* [WHAT TO PRODUCE]: Report every line in the entries below that contains the word "mask", copying each such line in full.

[Excerpts from a point labeling dataset]

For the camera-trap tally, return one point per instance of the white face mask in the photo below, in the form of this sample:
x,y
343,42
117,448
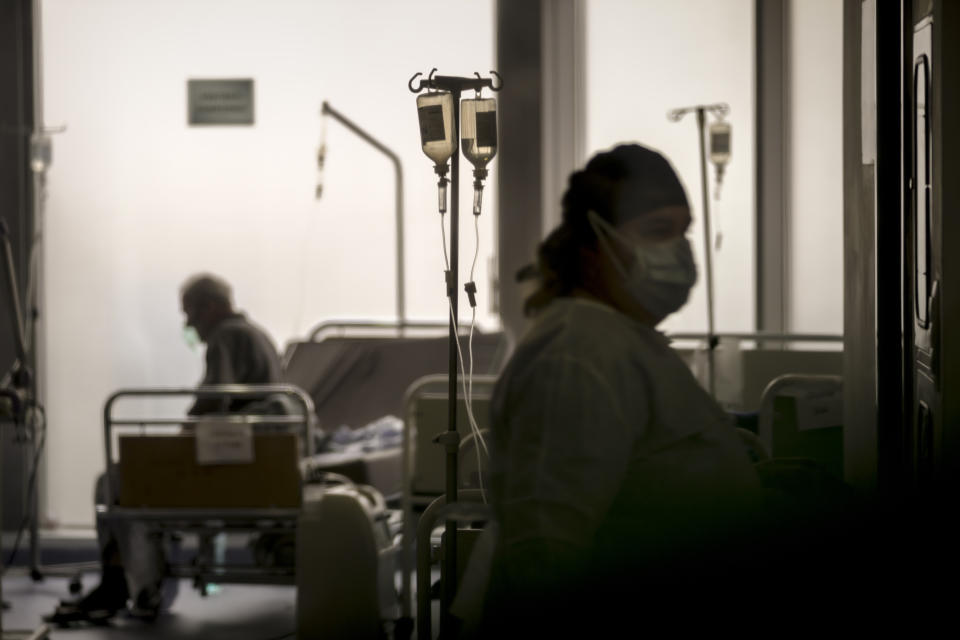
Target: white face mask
x,y
661,275
191,337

* [OUTPUT OF THE TASK]:
For the camera-trap tally, return one point per instance of the white face mask in the photo below, in the form of this sample:
Target: white face mask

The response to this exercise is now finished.